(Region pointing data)
━━━

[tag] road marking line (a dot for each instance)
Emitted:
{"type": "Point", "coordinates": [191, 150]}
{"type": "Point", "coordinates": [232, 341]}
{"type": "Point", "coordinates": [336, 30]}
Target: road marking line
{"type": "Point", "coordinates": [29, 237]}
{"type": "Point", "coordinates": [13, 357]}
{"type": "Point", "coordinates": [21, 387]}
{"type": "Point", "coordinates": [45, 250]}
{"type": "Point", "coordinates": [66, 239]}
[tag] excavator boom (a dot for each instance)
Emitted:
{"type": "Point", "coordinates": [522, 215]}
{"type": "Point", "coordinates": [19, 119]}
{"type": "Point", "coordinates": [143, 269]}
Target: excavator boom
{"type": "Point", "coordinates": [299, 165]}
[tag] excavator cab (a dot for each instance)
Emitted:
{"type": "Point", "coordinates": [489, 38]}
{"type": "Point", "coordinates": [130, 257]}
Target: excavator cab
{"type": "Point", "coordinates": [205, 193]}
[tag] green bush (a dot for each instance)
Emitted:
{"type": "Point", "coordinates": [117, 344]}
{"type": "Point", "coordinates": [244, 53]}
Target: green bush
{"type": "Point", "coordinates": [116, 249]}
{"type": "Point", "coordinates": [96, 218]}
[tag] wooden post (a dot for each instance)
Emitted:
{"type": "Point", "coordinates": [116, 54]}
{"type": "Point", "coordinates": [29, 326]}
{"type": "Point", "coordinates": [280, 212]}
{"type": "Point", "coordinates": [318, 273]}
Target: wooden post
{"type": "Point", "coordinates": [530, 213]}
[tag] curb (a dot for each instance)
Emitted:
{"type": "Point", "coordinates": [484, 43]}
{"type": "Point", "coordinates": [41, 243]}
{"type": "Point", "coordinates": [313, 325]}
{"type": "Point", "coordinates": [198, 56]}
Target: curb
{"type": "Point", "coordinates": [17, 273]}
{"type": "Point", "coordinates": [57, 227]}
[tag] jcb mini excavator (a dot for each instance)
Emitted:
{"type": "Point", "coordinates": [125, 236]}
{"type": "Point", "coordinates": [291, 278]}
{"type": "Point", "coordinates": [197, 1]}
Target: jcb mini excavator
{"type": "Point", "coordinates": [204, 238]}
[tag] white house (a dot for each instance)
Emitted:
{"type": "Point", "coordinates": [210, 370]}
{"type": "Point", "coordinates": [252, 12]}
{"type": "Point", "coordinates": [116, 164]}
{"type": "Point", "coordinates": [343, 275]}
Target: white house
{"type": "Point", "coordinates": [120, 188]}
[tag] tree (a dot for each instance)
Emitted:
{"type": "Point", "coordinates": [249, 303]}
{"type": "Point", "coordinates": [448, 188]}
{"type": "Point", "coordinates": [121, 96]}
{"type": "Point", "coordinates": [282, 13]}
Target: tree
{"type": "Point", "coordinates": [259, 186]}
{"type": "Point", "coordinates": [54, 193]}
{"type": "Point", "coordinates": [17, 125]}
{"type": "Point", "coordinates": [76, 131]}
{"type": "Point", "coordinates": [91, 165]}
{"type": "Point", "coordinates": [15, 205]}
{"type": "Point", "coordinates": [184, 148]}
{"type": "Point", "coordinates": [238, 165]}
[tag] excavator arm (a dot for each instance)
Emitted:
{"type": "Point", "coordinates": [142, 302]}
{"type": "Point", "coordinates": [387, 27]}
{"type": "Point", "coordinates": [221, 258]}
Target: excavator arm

━━━

ABOUT THIS EXERCISE: For the records above, count the lines holding the word "instance" and give only that number.

RESPONSE: 10